(Saved entries)
((
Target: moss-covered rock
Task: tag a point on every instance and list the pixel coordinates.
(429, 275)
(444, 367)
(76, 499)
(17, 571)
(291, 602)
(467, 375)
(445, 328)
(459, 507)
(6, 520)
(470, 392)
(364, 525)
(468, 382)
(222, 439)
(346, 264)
))
■ **EXERCISE DIRECTIONS**
Print every line of the material above without any changes.

■ **RIGHT ANSWER**
Target: moss-covered rock
Task: tag a point on every instance and list the pixel coordinates.
(429, 275)
(444, 367)
(76, 499)
(17, 571)
(291, 602)
(467, 375)
(445, 328)
(459, 507)
(6, 520)
(470, 392)
(364, 525)
(468, 382)
(222, 439)
(346, 264)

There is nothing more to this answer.